» **AIM OF THE TASK**: State how many lines in the rows below contain the string "block". Give only the number.

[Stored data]
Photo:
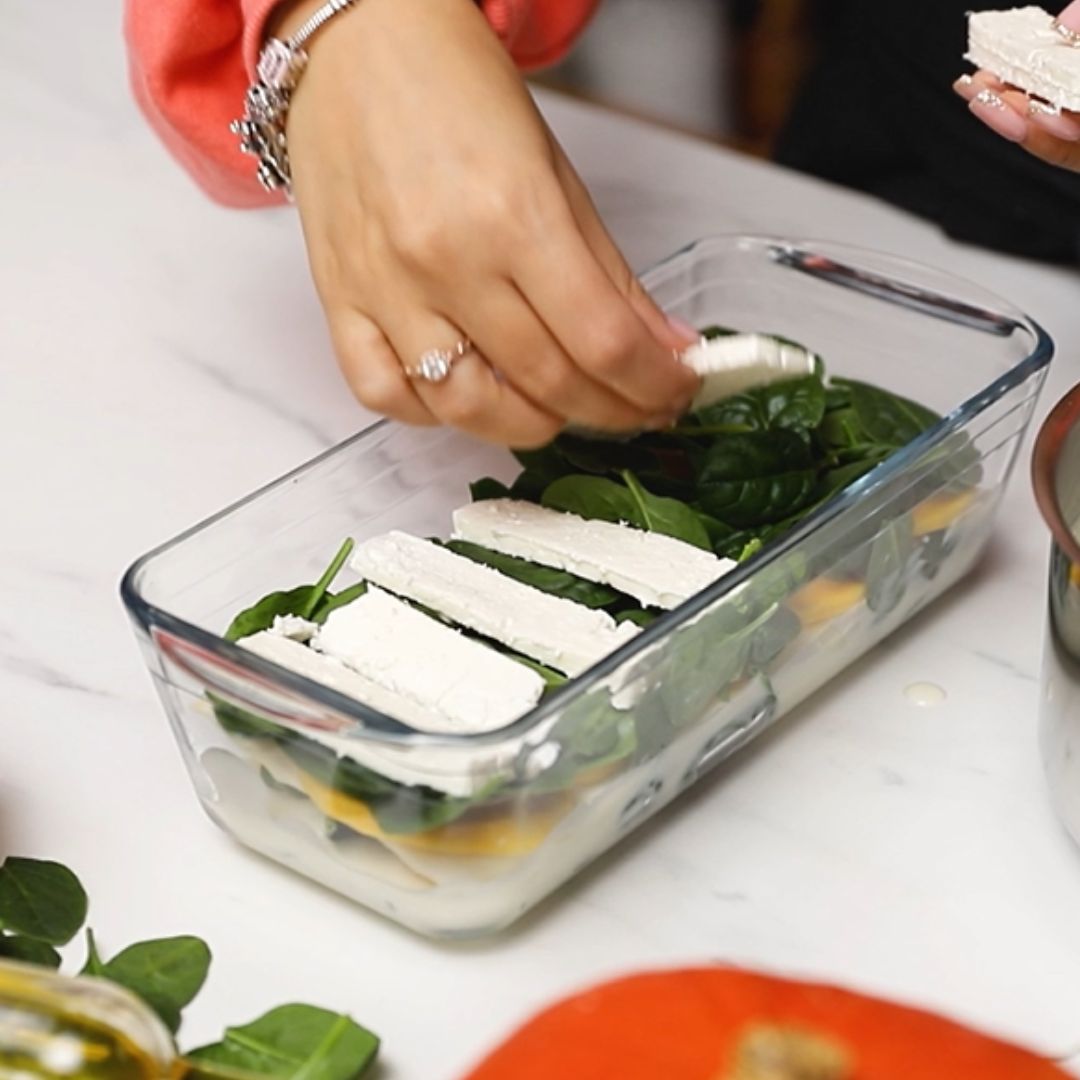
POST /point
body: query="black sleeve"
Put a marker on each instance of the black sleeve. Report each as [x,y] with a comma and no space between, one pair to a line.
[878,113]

* * *

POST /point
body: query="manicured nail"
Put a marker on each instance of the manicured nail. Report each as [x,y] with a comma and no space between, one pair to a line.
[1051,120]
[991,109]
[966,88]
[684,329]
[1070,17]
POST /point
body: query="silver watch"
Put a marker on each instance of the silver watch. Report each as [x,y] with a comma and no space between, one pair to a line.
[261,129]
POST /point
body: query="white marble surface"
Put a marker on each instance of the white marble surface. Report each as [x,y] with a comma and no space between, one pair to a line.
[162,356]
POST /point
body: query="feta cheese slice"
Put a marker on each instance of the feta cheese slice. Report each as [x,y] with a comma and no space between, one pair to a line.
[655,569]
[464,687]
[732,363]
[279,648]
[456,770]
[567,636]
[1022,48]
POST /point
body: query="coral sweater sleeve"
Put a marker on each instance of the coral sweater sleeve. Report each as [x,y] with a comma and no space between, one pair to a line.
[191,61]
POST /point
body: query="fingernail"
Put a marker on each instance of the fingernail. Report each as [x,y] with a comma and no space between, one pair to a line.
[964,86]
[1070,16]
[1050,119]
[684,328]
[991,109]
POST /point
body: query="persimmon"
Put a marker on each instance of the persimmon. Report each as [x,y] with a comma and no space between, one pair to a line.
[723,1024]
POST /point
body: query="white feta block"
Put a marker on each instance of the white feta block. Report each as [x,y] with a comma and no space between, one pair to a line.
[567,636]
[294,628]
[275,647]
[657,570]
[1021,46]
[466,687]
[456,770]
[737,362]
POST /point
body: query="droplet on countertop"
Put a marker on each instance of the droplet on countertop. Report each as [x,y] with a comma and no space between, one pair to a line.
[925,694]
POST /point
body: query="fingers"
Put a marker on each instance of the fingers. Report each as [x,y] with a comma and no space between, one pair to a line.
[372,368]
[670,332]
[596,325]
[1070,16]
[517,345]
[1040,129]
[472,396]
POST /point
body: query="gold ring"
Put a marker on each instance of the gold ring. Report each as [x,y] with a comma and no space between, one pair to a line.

---

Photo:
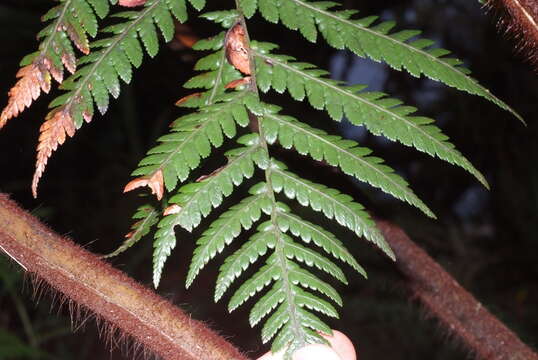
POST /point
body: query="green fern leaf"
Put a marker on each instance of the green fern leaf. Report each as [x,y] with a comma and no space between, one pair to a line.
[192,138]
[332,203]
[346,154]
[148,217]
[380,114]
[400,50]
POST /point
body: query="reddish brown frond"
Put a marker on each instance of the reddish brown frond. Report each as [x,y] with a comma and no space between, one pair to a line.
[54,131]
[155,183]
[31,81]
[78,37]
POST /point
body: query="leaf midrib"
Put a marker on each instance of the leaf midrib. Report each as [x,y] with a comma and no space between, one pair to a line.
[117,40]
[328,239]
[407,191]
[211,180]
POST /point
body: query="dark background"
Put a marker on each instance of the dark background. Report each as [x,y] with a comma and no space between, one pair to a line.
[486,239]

» **FULL RESPONSE**: 2